Trzęsienie ziemi w czeskiej kadrze. Trener odchodzi mimo awansu na Euro
Reprezentacja Czech w poniedziałek przypieczętowała awans na Euro 2024, ale teraz tamtejsza federacja ma duży ból głowy. Po spotkaniu do dymisji podał się selekcjoner drużyny narodowej Jaroslav Silhavy.

Pozycja Jaroslava Silhavego wisiała na włosku już przed spotkaniem z Polską. W październikowych spotkaniach nasi południowi sąsiedzi przegrali z Albanią 0:3, pozbawiając się praktycznie szans na zajęcie 1. miejsca w eliminacyjnej grupie E. Potem szczęśliwie ograli Wyspy Owcze 1:0.
Ich sytuacja była trudna, ale nie beznadziejna. Kluczowy miał być mecz w Warszawie z podopiecznymi Michała Probierza. Wystarczył im remis, by zachować 2. lokatę i nadal mieć wszystko w swoich rękach przed finałowym meczem kwalifikacji z Mołdawią. I ten plan zrealizowali - najpierw remis 1:1, potem wygrana z Mołdawianami 3:0 dały im awans na mistrzostwa Europy w Niemczech.

--

* **Twój cel**
Czy możesz kontynuować artykuł o dymisji selekcjonera Czech Jaroslava Silhavego od miejsca, w którym się urywa? Zamieszczone niżej pozycje nie odgrywają tu żadnej roli.

--

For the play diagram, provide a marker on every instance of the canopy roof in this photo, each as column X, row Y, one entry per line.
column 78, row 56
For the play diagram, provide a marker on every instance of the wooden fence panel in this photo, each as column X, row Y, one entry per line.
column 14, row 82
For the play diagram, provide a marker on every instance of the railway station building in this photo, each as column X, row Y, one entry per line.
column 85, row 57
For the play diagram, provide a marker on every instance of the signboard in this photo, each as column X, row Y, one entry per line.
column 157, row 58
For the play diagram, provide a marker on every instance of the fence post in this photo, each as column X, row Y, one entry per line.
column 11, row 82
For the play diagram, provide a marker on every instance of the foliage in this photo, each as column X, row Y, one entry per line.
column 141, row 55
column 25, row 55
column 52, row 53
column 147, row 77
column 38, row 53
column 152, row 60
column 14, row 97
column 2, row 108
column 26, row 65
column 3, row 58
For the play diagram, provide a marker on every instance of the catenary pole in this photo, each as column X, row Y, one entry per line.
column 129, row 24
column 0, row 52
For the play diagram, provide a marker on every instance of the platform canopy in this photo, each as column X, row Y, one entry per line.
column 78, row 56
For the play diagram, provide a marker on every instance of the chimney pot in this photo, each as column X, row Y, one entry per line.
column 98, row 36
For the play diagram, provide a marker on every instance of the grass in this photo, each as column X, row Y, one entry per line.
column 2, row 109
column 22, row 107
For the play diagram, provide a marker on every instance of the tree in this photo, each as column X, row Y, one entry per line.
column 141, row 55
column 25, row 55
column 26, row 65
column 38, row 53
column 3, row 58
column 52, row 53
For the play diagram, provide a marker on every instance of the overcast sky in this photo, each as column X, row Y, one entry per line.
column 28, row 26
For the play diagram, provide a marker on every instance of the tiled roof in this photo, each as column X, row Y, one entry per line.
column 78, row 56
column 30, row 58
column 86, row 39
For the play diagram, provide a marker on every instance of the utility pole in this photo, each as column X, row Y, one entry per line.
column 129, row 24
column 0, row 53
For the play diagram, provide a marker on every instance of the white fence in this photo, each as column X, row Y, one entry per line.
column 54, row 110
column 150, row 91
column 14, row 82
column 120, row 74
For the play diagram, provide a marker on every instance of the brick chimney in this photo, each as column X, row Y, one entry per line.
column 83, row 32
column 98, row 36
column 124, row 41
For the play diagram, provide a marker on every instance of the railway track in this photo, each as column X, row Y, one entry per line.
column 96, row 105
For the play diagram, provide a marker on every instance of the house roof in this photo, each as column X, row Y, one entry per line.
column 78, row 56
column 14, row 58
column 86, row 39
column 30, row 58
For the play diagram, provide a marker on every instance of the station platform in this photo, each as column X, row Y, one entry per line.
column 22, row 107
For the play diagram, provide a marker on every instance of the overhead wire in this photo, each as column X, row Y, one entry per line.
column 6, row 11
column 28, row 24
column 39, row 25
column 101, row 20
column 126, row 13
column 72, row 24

--

* **Wynik ćwiczenia**
Selekcjoner Czech rezygnuje
Wydawało się, że promocja na imprezę docelową uratuje posadę selekcjonera Silhavego. Tak się jednak nie stało. Po ostatnim gwizdku w Ołomuńcu szkoleniowiec przekazał swoją decyzję o dymisji.
"Chociaż teraz jesteśmy szczęśliwi, już przed meczem zdecydowaliśmy, że nie będziemy kontynuować współpracy. Presja była ogromna, czasami nawet jej nie rozumiałem. To również miało wpływ na tę decyzję" – powiedział 62-letni trener w czeskiej telewizji tuż po spotkaniu z Mołdawią.
Silhavy reprezentację narodową prowadził od września 2018 roku. Niespełna trzy lata później dotarł z nią do ćwierćfinału - przełożonych o rok z powodu pandemii - mistrzostw Europy. Władze czeskiej federacji na razie nie ogłosiły nazwiska następcy selekcjonera.